> **Input**
....
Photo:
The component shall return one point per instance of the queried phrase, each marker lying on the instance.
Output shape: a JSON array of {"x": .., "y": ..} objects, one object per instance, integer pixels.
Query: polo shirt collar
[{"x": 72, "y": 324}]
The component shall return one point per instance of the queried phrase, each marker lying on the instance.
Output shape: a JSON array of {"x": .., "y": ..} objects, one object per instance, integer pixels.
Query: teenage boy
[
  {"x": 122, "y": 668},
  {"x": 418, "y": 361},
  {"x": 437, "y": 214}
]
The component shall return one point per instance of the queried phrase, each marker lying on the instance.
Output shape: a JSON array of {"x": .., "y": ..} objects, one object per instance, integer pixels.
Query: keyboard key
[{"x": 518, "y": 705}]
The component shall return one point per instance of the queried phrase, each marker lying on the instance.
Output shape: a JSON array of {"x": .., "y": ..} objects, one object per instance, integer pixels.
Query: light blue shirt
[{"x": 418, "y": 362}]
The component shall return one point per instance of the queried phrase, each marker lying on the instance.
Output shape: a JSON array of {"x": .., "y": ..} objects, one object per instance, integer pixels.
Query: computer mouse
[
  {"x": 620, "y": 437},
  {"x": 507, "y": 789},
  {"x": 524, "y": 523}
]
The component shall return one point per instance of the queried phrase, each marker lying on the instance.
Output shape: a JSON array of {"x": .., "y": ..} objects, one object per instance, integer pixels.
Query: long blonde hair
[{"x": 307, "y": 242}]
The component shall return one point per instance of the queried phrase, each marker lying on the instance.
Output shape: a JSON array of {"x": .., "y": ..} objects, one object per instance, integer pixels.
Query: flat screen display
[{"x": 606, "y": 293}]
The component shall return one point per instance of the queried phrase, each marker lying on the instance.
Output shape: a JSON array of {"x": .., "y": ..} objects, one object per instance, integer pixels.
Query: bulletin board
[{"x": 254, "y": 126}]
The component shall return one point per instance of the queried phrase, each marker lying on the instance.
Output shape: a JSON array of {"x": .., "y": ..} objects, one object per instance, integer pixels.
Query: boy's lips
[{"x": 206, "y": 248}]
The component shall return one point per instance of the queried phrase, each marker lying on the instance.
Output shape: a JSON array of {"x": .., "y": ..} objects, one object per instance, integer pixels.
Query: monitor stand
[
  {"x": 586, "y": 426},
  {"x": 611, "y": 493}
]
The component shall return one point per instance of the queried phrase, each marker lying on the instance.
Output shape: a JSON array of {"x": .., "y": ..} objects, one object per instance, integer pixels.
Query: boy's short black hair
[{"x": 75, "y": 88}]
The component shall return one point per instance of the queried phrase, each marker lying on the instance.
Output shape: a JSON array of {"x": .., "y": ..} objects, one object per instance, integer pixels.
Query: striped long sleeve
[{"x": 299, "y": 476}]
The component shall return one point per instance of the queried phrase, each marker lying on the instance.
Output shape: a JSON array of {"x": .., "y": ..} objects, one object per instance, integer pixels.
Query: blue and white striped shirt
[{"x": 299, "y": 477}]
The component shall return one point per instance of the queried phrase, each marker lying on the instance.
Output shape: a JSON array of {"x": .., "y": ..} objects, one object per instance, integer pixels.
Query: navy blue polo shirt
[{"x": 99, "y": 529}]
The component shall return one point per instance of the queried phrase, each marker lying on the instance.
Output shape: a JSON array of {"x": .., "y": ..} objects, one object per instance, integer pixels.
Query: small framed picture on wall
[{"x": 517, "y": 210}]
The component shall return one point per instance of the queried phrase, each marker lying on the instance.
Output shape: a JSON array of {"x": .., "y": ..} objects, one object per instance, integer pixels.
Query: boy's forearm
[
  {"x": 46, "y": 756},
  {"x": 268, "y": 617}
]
....
> **What you have to do**
Without leaving anything out, repeat every entry shown above.

> **Answer to this problem**
Photo:
The component shall return one point per instance of the queried phrase, each marker lying on the instance.
Output shape: a JSON array of {"x": .., "y": ..} objects, one object per instance, integer pixels.
Query: polo shirt collar
[{"x": 72, "y": 324}]
The component shall return one point per instance of the queried phrase, each marker lying on the instance.
Output shape: a JSON array of {"x": .., "y": ..} objects, one object per instance, integer pixels.
Query: teenage boy
[
  {"x": 122, "y": 668},
  {"x": 418, "y": 361},
  {"x": 437, "y": 214}
]
The component shall return one point per instance of the queried phrase, each marker lying on the instance.
Output shape: a JSON array of {"x": .., "y": ..} objects, one object per instance, integer pixels.
Query: keyboard key
[{"x": 518, "y": 705}]
The component shall return one point per instance of the queried phrase, each marker lying on the instance.
Output shape: a JSON array of {"x": .., "y": ..} objects, one object per instance, integer pixels.
Query: light blue shirt
[{"x": 418, "y": 362}]
The component shall return one point per instance of the queried phrase, each marker lying on the instance.
Output shape: a JSON array of {"x": .., "y": ..} objects, one object per instance, integer pixels.
Query: computer mouse
[
  {"x": 620, "y": 437},
  {"x": 507, "y": 789},
  {"x": 524, "y": 523}
]
The component shall return one point per instance of the queried phrase, each marker lying on the instance.
Output shape: a JSON array of {"x": .., "y": ..} objects, one object per instance, integer pixels.
Query: long blonde hair
[{"x": 307, "y": 242}]
The component shall return one point per instance of the queried phrase, each marker lying on the instance.
Output shape: a JSON array of {"x": .., "y": ..} objects, one object per instance, integer pixels.
Query: flat screen display
[{"x": 606, "y": 293}]
The component shall return one point per instance of the queried phrase, each marker lying on the instance.
Output shape: a JSON array of {"x": .., "y": ..} objects, one object per instance, integer pixels.
Query: bulletin board
[{"x": 254, "y": 126}]
The component shall return one point per instance of the queried phrase, each marker lying on the instance.
Output shape: a JSON array of {"x": .., "y": ..} objects, one object per instance, integer pixels.
Query: boy's lips
[{"x": 206, "y": 248}]
The component shall return one point per instance of the queried phrase, each marker lying on the instance.
Output shape: a JSON array of {"x": .., "y": ..} objects, one object per instance, integer pixels.
Query: monitor stand
[
  {"x": 586, "y": 426},
  {"x": 611, "y": 493}
]
The component shall return one point per instance of the queried phrase, each marker lying on the instance.
Output shape: a JSON array of {"x": .., "y": ..} objects, one object per instance, integer pixels.
Query: boy's short black hair
[{"x": 75, "y": 88}]
The component shall return one point per instance of the queried phrase, each marker lying on the instance.
Output shape: a JSON array of {"x": .., "y": ..} objects, one object per instance, integer pixels.
Query: striped long sleeve
[{"x": 299, "y": 476}]
The component shall return one point per instance of the queried phrase, each marker lying on the instance.
Output shape: a JSON array of {"x": .., "y": ..} objects, one object per instance, integer pixels.
Query: blue and white striped shirt
[{"x": 299, "y": 477}]
The component shall return one point per instance of the queried phrase, each marker lying on the instance.
Output shape: a JSON array of {"x": .., "y": ..} objects, one object per instance, integer pixels.
Query: navy blue polo shirt
[{"x": 99, "y": 529}]
The component shall return one point per instance of the queried phrase, each marker lying on the instance.
Output shape: a JSON array of {"x": .., "y": ..} objects, one object per instance, integer pixels.
Query: small framed picture on wall
[{"x": 517, "y": 210}]
The component shall return one point per instance of the queried phrase, each marker lying on the instance.
Output shape: a JSON array of {"x": .., "y": ..} objects, one object per instance, integer pixels.
Query: boy's forearm
[
  {"x": 46, "y": 756},
  {"x": 268, "y": 617}
]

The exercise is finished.